Exercise goal>
Transcribe exactly the lines that fall between the one holding "instance like [1067,176]." and the one holding "Query: white road line", inclusive, from the entries below.

Task material>
------------------------------

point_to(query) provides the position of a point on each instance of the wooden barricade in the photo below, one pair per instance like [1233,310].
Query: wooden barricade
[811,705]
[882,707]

------------------------------

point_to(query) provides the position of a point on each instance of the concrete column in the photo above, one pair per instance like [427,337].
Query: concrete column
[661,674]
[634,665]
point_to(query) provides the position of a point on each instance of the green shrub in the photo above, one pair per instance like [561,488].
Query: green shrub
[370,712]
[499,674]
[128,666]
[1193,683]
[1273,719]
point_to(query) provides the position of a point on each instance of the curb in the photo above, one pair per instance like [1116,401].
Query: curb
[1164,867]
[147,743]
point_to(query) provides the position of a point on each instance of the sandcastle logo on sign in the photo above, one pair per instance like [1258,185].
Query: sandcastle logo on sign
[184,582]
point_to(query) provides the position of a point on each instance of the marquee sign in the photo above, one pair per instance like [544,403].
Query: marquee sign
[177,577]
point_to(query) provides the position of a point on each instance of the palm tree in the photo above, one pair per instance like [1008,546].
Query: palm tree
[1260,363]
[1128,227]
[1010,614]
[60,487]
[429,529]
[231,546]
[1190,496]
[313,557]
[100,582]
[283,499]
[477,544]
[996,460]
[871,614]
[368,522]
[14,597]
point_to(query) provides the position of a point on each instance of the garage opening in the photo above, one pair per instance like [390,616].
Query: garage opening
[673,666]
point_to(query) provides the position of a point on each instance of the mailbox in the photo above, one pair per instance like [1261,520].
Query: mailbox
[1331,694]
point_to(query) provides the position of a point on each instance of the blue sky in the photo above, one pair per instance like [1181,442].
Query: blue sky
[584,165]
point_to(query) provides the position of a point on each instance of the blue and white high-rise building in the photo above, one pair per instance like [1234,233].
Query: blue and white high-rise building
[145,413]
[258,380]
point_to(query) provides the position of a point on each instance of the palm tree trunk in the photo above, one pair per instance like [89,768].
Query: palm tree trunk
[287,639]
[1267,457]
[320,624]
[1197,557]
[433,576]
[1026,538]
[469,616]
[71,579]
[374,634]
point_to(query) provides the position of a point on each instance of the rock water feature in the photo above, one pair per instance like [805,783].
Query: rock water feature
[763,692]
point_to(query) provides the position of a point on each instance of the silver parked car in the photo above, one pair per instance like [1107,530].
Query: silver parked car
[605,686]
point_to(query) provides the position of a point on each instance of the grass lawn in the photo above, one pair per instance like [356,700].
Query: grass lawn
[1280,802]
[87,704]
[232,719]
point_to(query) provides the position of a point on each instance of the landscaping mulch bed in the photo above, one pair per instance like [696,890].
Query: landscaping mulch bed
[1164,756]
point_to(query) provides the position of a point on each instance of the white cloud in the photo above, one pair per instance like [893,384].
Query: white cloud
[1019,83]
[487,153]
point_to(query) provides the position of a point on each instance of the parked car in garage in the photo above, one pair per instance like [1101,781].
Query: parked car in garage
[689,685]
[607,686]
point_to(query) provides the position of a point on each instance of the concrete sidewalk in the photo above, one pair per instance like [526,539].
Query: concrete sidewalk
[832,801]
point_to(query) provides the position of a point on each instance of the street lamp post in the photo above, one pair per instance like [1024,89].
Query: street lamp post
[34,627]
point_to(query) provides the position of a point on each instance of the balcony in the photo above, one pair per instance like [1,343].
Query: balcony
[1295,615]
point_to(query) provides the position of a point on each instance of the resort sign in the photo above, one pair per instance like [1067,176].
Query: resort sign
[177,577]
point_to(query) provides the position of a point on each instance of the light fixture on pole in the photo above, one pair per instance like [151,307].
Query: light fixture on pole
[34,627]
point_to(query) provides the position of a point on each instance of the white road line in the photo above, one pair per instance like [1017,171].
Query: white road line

------------------------------

Response to this exercise>
point_to(query) provides the position of a point on each instance of the resort sign in the photo above, one pair per instance like [1067,176].
Query: resort sign
[177,577]
point_to(query) provides the position of a point on each instance of the light fixture on pole in the photo above, one pair per instance like [151,307].
Query: light fixture on pole
[34,627]
point_to(query) provides the position of a point on each instance of the white road line in the photo above, one pair per instance like [1017,171].
Query: white road line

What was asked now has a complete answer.